DO THIS: Copy out the records word for word, from the very first line down through the line containing "[380,209,398,225]". Include that line, and stop there.

EXCERPTED RECORDS:

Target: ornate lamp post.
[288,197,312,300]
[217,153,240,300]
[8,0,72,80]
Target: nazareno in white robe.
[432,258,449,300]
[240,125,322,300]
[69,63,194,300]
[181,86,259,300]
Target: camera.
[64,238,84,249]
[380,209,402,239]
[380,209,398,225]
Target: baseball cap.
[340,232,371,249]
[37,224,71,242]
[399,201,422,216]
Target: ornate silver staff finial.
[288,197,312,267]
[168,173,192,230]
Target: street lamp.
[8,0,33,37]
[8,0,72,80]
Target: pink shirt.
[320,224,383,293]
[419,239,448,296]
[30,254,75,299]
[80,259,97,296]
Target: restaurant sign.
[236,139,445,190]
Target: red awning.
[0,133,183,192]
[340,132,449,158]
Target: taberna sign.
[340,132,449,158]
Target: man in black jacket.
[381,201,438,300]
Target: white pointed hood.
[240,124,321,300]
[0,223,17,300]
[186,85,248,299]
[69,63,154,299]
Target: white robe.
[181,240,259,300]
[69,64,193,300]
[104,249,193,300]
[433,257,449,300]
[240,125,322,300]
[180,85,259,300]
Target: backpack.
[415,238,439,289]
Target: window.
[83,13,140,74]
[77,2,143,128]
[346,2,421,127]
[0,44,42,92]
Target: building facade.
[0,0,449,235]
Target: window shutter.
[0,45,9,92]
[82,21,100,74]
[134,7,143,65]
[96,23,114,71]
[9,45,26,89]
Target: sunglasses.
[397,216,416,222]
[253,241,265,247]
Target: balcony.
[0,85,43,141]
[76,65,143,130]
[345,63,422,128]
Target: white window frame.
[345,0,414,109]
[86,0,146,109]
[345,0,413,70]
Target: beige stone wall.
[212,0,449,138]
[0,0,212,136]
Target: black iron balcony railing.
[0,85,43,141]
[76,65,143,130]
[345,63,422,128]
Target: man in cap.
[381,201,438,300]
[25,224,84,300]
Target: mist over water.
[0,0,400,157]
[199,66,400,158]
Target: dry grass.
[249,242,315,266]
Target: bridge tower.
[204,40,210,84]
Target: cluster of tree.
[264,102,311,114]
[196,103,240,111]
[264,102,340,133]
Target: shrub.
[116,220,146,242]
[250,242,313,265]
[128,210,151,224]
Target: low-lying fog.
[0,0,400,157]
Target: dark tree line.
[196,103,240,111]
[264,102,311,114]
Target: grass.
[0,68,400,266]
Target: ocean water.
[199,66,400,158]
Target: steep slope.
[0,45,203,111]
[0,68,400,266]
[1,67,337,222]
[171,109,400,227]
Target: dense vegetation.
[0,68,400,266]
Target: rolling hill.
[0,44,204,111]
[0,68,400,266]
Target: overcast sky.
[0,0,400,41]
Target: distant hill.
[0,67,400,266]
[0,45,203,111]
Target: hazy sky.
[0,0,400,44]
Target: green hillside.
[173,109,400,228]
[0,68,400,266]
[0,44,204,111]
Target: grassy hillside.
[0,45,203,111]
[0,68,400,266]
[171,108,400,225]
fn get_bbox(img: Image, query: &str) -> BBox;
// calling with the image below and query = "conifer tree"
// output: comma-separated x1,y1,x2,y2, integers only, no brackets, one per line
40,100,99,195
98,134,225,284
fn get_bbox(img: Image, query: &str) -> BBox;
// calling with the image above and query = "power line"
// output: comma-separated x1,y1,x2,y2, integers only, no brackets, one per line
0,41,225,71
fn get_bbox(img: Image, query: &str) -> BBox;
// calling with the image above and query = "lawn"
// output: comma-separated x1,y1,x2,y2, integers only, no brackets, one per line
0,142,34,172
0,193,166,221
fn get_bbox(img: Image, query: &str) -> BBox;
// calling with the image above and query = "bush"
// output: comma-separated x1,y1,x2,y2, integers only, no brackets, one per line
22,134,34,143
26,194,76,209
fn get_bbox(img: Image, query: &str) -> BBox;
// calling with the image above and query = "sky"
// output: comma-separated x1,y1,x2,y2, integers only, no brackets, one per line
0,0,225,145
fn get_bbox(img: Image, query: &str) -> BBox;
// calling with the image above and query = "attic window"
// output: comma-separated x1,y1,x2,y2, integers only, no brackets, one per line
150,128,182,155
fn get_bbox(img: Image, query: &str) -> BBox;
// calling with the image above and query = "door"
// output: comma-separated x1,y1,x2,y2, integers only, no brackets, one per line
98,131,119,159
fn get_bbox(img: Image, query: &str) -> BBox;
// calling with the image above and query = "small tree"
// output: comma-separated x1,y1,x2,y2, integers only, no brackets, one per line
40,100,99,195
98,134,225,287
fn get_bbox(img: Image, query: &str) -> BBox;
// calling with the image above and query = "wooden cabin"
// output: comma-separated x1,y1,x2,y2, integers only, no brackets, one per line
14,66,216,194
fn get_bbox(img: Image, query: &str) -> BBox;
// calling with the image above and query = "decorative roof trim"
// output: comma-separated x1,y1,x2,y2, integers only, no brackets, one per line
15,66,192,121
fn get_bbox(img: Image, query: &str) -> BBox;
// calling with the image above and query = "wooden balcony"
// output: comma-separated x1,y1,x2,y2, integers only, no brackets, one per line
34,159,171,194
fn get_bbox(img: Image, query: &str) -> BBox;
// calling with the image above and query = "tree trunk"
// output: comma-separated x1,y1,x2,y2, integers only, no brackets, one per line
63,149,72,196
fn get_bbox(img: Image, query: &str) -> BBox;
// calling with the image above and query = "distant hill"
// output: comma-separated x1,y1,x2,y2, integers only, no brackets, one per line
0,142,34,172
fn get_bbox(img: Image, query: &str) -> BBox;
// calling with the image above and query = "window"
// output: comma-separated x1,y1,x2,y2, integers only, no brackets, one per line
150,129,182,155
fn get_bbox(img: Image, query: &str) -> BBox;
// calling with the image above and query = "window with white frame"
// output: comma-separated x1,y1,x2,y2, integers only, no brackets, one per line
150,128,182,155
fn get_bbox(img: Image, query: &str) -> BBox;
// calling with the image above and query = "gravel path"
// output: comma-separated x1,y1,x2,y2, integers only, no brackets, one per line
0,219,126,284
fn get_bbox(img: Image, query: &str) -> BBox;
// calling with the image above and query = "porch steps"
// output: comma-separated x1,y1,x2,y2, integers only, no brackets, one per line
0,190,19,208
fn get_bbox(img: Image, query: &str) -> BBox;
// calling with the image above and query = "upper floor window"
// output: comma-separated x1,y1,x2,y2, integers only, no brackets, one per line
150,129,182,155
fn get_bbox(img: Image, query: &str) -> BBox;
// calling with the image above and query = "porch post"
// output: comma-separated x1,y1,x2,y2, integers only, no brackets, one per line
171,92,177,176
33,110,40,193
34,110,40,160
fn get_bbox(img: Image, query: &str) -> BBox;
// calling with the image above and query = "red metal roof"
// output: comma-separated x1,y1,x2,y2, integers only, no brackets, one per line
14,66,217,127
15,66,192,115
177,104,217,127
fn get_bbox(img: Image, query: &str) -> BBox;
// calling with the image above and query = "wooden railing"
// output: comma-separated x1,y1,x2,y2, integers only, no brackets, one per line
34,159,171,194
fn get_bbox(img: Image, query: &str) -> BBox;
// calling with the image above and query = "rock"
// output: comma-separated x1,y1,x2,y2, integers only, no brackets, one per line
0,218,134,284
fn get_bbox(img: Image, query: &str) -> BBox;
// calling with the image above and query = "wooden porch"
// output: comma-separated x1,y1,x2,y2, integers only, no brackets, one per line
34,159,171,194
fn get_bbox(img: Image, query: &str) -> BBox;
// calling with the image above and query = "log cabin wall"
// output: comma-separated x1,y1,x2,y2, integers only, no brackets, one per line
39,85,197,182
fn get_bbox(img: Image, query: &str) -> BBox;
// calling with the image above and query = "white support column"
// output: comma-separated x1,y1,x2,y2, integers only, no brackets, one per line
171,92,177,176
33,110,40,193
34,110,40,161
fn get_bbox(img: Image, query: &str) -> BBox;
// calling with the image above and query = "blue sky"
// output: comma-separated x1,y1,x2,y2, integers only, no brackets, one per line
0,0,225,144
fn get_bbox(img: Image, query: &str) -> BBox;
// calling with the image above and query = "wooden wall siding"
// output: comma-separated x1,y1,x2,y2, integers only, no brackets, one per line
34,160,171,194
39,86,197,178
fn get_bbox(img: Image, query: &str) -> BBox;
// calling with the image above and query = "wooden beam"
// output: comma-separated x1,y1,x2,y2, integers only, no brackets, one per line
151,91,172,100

RESULT FOR THIS EXERCISE:
Target: ornate lamp post.
[288,197,312,300]
[217,153,240,300]
[8,0,72,80]
Target: nazareno in white robe.
[432,258,449,300]
[240,125,322,300]
[69,63,194,300]
[181,86,259,300]
Target: camera.
[64,238,84,249]
[380,209,402,239]
[380,209,398,225]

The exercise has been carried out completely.